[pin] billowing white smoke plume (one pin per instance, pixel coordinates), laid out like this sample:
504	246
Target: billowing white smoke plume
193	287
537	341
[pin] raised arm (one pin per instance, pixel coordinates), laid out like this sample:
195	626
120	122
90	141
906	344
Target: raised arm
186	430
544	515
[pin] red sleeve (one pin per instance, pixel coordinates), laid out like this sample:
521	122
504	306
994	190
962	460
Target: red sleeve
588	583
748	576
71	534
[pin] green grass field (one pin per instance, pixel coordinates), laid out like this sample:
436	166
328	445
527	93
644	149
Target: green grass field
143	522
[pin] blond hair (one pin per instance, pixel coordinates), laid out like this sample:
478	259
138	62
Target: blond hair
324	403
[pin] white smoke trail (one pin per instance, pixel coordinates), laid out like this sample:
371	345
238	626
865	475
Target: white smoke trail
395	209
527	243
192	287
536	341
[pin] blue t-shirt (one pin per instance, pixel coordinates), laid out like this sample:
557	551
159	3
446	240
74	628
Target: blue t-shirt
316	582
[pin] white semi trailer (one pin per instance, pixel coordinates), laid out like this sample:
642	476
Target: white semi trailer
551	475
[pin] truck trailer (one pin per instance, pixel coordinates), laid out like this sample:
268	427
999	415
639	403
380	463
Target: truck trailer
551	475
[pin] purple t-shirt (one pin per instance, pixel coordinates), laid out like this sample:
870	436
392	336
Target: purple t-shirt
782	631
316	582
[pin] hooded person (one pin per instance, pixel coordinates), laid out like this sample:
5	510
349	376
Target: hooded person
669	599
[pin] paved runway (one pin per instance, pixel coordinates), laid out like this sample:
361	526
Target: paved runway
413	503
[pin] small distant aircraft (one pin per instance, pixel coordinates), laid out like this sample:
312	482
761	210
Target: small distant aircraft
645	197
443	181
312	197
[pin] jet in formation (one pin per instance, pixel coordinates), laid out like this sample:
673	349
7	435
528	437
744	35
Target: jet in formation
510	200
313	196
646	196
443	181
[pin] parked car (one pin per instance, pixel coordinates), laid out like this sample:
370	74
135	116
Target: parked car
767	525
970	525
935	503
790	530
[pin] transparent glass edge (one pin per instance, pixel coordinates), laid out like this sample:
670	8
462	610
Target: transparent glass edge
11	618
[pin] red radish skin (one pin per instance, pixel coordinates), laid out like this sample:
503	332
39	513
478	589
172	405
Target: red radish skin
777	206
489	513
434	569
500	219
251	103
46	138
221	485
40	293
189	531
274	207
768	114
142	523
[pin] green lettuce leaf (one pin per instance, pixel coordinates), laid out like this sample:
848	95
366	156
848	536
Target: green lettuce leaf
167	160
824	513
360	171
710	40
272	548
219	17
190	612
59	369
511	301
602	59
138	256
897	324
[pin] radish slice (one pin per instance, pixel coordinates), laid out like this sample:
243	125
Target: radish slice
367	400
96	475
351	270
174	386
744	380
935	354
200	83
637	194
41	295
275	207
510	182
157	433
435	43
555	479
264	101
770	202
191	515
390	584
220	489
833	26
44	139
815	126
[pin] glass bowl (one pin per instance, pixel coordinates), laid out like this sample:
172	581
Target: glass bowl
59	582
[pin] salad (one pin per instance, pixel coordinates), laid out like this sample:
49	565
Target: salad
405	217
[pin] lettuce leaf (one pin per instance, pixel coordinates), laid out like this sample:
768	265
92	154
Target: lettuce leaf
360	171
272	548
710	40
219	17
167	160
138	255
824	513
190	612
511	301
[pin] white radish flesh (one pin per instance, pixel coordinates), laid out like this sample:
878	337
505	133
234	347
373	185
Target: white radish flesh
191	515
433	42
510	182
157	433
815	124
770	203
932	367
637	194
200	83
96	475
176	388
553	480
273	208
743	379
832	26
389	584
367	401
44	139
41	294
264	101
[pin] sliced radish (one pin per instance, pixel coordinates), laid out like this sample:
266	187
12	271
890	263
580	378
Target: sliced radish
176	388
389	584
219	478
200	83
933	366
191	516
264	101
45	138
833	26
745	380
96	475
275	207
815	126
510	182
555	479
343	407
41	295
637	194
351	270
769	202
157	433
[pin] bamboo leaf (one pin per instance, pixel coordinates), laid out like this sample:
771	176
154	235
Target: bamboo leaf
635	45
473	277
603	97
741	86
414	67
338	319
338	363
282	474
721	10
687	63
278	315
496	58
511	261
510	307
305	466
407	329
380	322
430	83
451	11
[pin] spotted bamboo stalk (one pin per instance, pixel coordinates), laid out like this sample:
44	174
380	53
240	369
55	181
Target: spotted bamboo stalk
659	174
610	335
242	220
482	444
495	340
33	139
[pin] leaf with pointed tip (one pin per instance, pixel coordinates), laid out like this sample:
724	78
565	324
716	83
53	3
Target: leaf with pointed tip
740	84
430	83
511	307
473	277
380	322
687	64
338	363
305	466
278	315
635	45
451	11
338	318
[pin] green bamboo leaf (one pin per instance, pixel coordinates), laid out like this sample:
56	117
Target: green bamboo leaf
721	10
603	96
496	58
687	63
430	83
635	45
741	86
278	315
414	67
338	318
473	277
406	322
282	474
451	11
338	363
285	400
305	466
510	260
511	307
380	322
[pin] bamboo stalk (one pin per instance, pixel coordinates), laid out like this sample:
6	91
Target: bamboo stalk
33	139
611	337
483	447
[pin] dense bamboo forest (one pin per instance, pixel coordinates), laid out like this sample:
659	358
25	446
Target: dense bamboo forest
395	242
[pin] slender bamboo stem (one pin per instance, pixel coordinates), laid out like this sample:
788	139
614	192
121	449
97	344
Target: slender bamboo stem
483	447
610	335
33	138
──────
- **TASK BRIEF**
The records above must each be restated exactly as they stand.

- **ANSWER SECTION**
[pin] billowing white smoke plume (one pin per instance, pixel coordinates), laid out like this sample:
504	246
Target: billowing white smoke plume
193	287
537	341
[pin] raised arm (one pin per instance, pixel coordinates), laid out like this sample:
195	626
120	122
90	141
906	344
Target: raised arm
186	430
544	515
[pin] red sleeve (one pin per instance, pixel coordinates), laid out like this sample:
521	122
504	306
994	190
962	460
Target: red sleeve
588	583
748	576
71	534
[pin] green grass field (one pin per instance, pixel coordinates), laid out like this sample:
436	166
328	445
527	93
644	149
Target: green grass field
143	522
[pin] blond hair (one pin per instance, pixel coordinates), laid out like this sample:
478	259
138	62
Target: blond hair
324	403
[pin] white smoke trail (one pin per instance, pixel coordinates), laid out like this sample:
371	345
238	626
865	475
Target: white smoke trail
395	209
527	243
192	287
536	341
[pin] blue t-shirt (one pin per instance, pixel coordinates), laid out like this sample:
557	551
159	3
446	240
74	628
Target: blue t-shirt
316	582
[pin] white semi trailer (one pin per instance, pixel coordinates), laid out like this sample:
642	476
Target: white semi trailer
551	475
[pin] truck trailer (one pin per instance, pixel coordinates), laid out like this sample:
268	427
999	415
639	403
380	463
Target: truck trailer
551	475
[pin] purple t-shirt (one pin per instance, pixel coordinates), laid out like this sample:
870	436
392	336
Target: purple t-shirt
782	631
316	582
[pin] hooded person (one pin per instance, pixel coordinates), laid out like this sample:
5	510
349	376
Target: hooded person
669	599
[pin] paved runway (one pin per instance, pixel coordinates), laid out like this sample:
361	526
Target: paved runway
413	503
[pin] small distant aircraft (one pin per instance, pixel coordinates), laid out like this sample:
312	482
761	210
Target: small distant aircraft
645	197
443	181
312	197
[pin] jet in formation (one pin per instance, pixel coordinates), laid out like this sample:
673	349
7	435
528	437
744	35
Target: jet in formation
510	200
313	196
646	196
443	181
[pin] parked car (one pin per instance, pixel coordinates), laid out like this sample:
370	74
135	116
Target: parked car
767	525
970	525
935	503
790	530
[pin] transparent glass edge (one pin per instance, pixel coordinates), laid out like this sample:
670	8
462	610
Target: transparent glass edge
11	618
[pin] red radish skin (one pin per instance, pixel coordinates), laid out like this sample:
503	332
39	513
478	589
172	405
Target: red radish skin
777	206
489	513
434	569
500	219
251	103
46	138
221	485
40	293
189	531
274	207
768	114
142	523
[pin] green lettuce leaf (one pin per instance, pixel coordinates), laid out like this sample:
848	95
366	156
848	536
Target: green lettuce leaf
167	160
824	513
360	171
710	40
272	548
219	17
190	612
59	369
511	301
602	59
138	256
897	324
[pin] radish slice (one pin per instance, pixel coordinates), laid out like this sample:
243	125
Target: radish slice
367	400
96	475
351	270
174	386
744	380
935	354
200	83
637	194
41	295
275	207
510	182
157	433
435	43
555	479
264	101
770	202
191	515
390	584
220	489
833	26
44	139
815	126
[pin] glass bowl (one pin per instance, pixel coordinates), laid out like this sample:
172	581
Target: glass bowl
59	582
[pin] salad (one pin per instance, pixel coordinates), laid out like this sample:
49	565
Target: salad
405	217
[pin] lettuce leaf (one pin per instance, pixel coordinates), laid out like this sample:
768	265
92	154
Target: lettuce leaf
360	171
272	548
710	40
219	17
167	160
138	255
824	513
190	612
511	301
[pin] white radish flesh (one pin per instance, pixel coordinates), laid out like this sample:
878	337
505	133
234	347
373	185
Target: white radish flesh
191	515
433	42
510	182
157	433
815	124
770	203
932	367
637	194
200	83
96	475
176	388
553	480
273	208
743	379
832	26
389	584
367	401
44	139
41	294
264	101
[pin] sliced radish (one pin per instance, pixel coordinates), laid out like this sample:
266	187
12	271
890	263
580	378
Target: sliced radish
176	388
389	584
219	478
200	83
933	366
191	516
264	101
45	138
833	26
745	380
96	475
275	207
815	126
510	182
555	479
343	407
41	295
637	194
351	270
769	202
157	433
[pin] bamboo leaf (one pin per instance, pixel coordinates), laid out like this sample:
771	176
154	235
Target: bamboo leaf
635	45
473	277
603	97
741	86
414	67
338	319
338	363
282	474
721	10
687	63
278	315
496	58
511	261
510	307
305	466
407	329
380	322
430	83
451	11
[pin] spotted bamboo stalk (one pin per instance, pixel coordinates), laid out like this sample:
44	174
380	53
240	369
55	181
Target: spotted bamboo stalk
659	174
610	335
242	220
482	444
495	340
33	139
[pin] leaf with pointed tip (one pin per instance, pixel coordinates), laid out like this sample:
724	78
565	324
716	83
53	3
Target: leaf with pointed tip
740	84
430	83
511	307
473	277
380	322
687	64
338	363
305	466
278	315
635	45
451	11
338	318
[pin] green bamboo leaf (one pin per instance, pixel coordinates), laid out like this sample:
56	117
Target: green bamboo leaf
721	10
603	96
496	58
687	63
430	83
635	45
741	86
278	315
414	67
338	318
473	277
406	322
282	474
451	11
338	363
285	400
305	466
510	260
511	307
380	322
[pin] bamboo stalk (one pin per instance, pixel coordinates), laid out like this sample:
6	91
Target: bamboo stalk
33	139
611	337
483	447
[pin] dense bamboo forest (one pin per instance, pixel coordinates), laid out like this sample:
659	358
25	446
Target: dense bamboo forest
395	242
[pin] slender bamboo stem (one pin per instance, pixel coordinates), laid out like this sample:
788	139
614	192
121	449
97	344
Target: slender bamboo stem
483	447
610	335
33	138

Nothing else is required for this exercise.